**Text segment**:

Traumatic brain injury (TBI) continues to be a major health and socioeconomic problem throughout the world, despite major advances in prevention and treatment of TBI, which has resulted in a substantial decrease in mortality. The problems resulting from TBI are frequently not directly discernible, and, therefore, this is called a “silent epidemic.”¹ The incidence of TBI-related disability is underestimated, and society is usually unacquainted with the impact of TBI in the long term.¹ There are several perspectives from which TBI can be viewed. Moderate and severe TBI are, for example, associated with numerous medical, functional, and cognitive concerns. TBI outcome is fatal in 27–37% of cases.^2
–4 Approximately 43% of TBI survivors have some level of disability at 1 year post-injury.⁵ Cognitive dysfunction is a major cause of TBI-related disability and affects ∼54% of patients with severe TBI after 1 year.⁶ Because of interference with work, relationships, leisure, and activities of daily living, cognitive dysfunction causes a personal and economic cost that is difficult to quantify.⁷ The cognitive domains that are most often affected in mild-moderate TBI include memory, attention, processing speed, and executive functioning. In moderate-severe TBI, other functions, such as communication, visuospatial processing, intellectual ability, and awareness of deficit, may also be affected.⁷ Many studies have concentrated on cognitive outcomes in the 1st year post-TBI, suggesting that cognitive functions may improve during the 1 year follow-up.⁶ Studies on long-term cognitive outcomes (5–10 years of follow-up) that may give insight into the problems patients face, are scarce.^8

–11

Long-term cognitive functioning was investigated by Ponsford and coworkers, who followed 141 mild-severe TBI patients at 2, 5, and 10 years post-injury, with the Structured Outcome Questionnaire, a patient-reported outcome measurement instrument, and found that >60% of the participants reported memory problems and >50% reported difficulty concentrating, slowed thinking, cognitive fatigue, and word-finding difficulties.⁸ Problems with planning, initiative, self-centeredness, and impulsivity were reported by 25–45% of the sample.⁸ In the TBI Model Systems Database, it was found that of the 292 patients followed up to 5 years after TBI, only 16% reached the maximum score on the Cognitive subdomain of the Functional Independence Measure (FIM) at 1 year, after which 26% improved, 61% stayed the same, and 14% worsened at 5 years post-injury.⁹ Marsh and coworkers performed neuropsychological tests on the domains of: intelligence, attention, verbal and visual memory, visual-spatial construction, and executive functions, 5 years after moderate-severe TBI.¹⁰ Although the prevalence of impairment varied across the cognitive domains, the data showed deficits in all six domains and pointed out that complete cognitive recovery in the long term is unlikely.¹⁰ In a review article by Dikmen and coworkers, the association between severity of TBI and cognitive deficits in the available literature was investigated.¹² The authors found clear evidence for an association between severe TBI and cognitive deficits 6–12 months post-injury. Only one study was performed 6 years after injury, and established that 70% of the severe TBI patients had clinically significant impairments, with learning and memory problems being the most common (56%).¹² For moderate TBI, they concluded that the evidence is limited/suggestive for an association with cognitive impairments.¹²

The abovementioned studies agree that severity of TBI is related to cognitive deficits. Although depression is an important factor that may have a negative influence on cognitive functioning, the literature on the relationship between cognitive outcome and emotional state is limited, especially in the long term. Ponsford and coworkers compared cognitive functioning and emotional state between patients with good outcome and those with poor outcome based on the Glasgow Outcome Scale Extended (GOSE) 10 years post-TBI, but did not directly study the relationship between cognitive outcome and emotion.¹³

Two review articles describe the increased prevalence of depression post-TBI; therefore, the presence of depression may influence the assessment of cognitive function.^14,15 However, it remains unclear whether cognitive function and emotional state are related in the long term post-TBI. From previous studies, we do know that health-related quality of life (HRQoL) is affected by symptoms of depression in the general population.¹⁶ Also in TBI patients, relationships between symptoms of depression and HRQoL have been described.^17
–19

To our knowledge, no studies were performed on HRQoL and depression in relation to cognitive outcome in the long term (> 5 years) in moderate-severe TBI. Therefore, the aim of the present study was to evaluate cognitive functioning 10 years after moderate-severe TBI, and to investigate the associations among cognitive function, depression, and HRQoL in these patients.

**What you are asked to do**: Write the next part of the text on cognitive outcomes after traumatic brain injury, starting after its last sentence. The data after this point is separate material with no connection to the text on traumatic brain injury.

Region pointing data
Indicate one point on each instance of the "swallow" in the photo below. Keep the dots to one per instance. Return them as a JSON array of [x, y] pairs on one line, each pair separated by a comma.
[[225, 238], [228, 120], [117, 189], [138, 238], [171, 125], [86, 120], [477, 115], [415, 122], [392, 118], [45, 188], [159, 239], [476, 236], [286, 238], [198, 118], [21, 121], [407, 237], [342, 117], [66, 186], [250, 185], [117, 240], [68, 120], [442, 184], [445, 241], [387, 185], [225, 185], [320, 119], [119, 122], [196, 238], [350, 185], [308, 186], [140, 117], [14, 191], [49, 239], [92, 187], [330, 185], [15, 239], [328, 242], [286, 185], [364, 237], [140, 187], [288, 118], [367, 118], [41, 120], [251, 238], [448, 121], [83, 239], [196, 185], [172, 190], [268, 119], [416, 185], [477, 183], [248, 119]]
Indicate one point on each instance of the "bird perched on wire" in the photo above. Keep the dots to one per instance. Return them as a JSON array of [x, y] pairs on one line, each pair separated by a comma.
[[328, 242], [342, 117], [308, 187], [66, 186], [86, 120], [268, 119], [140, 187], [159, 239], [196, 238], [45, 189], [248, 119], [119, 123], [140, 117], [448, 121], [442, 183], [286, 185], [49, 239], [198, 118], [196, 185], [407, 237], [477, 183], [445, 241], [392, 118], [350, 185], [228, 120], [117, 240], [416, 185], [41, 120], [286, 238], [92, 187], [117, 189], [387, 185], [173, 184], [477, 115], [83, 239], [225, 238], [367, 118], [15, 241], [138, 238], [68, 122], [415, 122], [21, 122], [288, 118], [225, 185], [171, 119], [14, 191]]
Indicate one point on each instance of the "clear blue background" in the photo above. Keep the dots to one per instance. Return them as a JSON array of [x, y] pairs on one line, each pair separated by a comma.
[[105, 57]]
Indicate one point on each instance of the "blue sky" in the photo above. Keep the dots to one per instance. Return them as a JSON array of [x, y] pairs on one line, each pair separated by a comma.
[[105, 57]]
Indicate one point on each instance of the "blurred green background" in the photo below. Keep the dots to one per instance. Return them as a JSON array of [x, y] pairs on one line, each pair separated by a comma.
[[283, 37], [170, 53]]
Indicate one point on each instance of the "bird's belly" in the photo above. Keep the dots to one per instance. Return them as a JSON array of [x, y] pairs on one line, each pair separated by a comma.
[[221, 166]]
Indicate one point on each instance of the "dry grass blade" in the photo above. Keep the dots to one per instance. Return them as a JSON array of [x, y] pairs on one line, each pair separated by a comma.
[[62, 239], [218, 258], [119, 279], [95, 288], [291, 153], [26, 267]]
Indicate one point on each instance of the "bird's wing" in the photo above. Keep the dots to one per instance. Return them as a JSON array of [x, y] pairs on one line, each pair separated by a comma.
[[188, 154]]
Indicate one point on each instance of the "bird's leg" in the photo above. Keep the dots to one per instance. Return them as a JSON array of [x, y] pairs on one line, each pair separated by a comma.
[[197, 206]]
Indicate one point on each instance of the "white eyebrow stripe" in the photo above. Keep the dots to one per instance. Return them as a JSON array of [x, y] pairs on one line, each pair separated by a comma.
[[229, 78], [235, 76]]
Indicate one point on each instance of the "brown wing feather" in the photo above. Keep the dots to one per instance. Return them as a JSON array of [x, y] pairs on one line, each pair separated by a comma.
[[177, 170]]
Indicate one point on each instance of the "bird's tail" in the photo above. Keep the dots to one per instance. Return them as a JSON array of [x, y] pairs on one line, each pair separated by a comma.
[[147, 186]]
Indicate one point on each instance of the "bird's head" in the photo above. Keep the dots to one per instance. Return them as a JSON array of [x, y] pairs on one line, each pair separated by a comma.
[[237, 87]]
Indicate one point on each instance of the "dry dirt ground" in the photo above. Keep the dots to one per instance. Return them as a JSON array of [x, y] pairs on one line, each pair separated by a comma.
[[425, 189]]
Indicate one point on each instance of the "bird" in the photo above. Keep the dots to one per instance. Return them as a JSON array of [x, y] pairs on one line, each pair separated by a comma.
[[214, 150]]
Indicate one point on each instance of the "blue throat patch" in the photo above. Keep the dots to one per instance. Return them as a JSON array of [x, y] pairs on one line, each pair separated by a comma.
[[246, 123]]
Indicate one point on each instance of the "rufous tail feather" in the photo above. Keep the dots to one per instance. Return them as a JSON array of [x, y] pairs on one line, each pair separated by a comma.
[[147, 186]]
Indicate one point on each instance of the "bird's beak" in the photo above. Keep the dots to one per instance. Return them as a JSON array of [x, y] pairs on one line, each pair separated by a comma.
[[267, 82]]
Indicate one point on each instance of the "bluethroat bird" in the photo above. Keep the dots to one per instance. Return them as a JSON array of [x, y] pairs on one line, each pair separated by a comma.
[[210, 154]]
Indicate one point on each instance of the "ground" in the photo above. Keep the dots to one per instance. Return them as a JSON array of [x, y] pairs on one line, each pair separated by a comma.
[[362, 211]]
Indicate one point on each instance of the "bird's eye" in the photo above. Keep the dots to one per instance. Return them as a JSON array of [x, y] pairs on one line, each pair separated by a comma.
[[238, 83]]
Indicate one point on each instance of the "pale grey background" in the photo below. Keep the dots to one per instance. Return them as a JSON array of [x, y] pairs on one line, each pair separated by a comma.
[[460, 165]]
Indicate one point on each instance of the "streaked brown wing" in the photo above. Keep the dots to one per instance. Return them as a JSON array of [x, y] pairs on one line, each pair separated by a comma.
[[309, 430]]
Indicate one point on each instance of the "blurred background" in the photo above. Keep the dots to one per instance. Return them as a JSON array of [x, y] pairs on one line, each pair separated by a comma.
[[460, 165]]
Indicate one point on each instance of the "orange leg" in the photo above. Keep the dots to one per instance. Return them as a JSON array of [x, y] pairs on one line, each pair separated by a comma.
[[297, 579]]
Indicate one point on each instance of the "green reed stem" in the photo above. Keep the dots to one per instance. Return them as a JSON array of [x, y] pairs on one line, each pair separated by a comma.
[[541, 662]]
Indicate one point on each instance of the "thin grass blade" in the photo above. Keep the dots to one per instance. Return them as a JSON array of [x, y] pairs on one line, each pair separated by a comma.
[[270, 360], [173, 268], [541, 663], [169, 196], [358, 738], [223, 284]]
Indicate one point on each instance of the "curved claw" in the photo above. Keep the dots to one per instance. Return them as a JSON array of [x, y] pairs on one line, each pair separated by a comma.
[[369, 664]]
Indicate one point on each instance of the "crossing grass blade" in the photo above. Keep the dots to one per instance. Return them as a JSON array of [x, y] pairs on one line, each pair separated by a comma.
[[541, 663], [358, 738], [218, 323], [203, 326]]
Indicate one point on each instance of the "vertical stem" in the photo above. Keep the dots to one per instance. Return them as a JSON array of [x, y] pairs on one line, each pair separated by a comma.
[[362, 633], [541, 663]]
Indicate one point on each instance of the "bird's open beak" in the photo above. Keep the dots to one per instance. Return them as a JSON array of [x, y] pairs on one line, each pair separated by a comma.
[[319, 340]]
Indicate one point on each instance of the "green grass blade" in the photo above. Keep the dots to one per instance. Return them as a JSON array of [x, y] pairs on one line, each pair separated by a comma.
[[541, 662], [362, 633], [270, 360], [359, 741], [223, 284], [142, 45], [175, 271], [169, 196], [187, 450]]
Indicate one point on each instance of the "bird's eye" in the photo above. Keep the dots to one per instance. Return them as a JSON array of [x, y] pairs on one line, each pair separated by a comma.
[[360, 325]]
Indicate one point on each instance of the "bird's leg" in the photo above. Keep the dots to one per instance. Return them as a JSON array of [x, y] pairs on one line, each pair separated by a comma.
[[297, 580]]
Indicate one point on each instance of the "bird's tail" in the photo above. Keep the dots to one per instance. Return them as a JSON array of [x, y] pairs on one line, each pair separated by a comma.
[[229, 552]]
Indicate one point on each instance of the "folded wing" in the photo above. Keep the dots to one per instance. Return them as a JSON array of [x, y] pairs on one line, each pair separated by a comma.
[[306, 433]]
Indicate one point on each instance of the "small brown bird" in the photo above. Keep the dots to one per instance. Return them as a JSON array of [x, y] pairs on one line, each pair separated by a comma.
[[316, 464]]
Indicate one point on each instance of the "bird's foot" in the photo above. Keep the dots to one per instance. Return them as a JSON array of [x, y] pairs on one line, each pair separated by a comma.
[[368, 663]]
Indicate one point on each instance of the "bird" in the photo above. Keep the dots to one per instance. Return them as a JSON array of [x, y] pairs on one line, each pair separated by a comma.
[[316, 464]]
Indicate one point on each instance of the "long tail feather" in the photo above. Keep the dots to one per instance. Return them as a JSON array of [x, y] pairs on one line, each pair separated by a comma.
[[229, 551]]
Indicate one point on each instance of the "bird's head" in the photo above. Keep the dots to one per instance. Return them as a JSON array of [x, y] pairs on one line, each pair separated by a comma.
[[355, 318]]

**Written response**:
Methods

Procedure

The design of the Rotterdam TBI study has been described in detail elsewhere.^20,21 In short, after informed consent and with approval of the Medical Ethics Committee (MEC), patients with moderate or severe TBI were consecutively enrolled between January 1999 and April 2004 at three Dutch level 1 trauma centers and prospectively followed. Measurements were completed at hospital discharge, and at 3, 6, 12, 18, 24, and 36 months post-TBI. In 2012, the Rotterdam TBI Study was extended with a 10 year-follow-up visit, which was approved by the MEC. New informed consent was obtained from all participants.

Participants

Inclusion criteria for the Rotterdam TBI study were admission to a hospital for moderate (Glasgow Coma Scale [GCS] score of 9–12) or severe (GCS score of 3–8) TBI caused by a non-penetrating trauma, and age at injury between 16 and 67 years. Exclusion criteria were insufficient knowledge of the Dutch language to participate in the study or important pre-traumatic neurological, oncological, or systemic impairments (e.g., spinal cord injury, psychiatric disorder, or cancer) that could interfere with TBI-related disability assessment. For the extended 10 year follow-up measurement, all patients who were originally included were approached and asked for participation.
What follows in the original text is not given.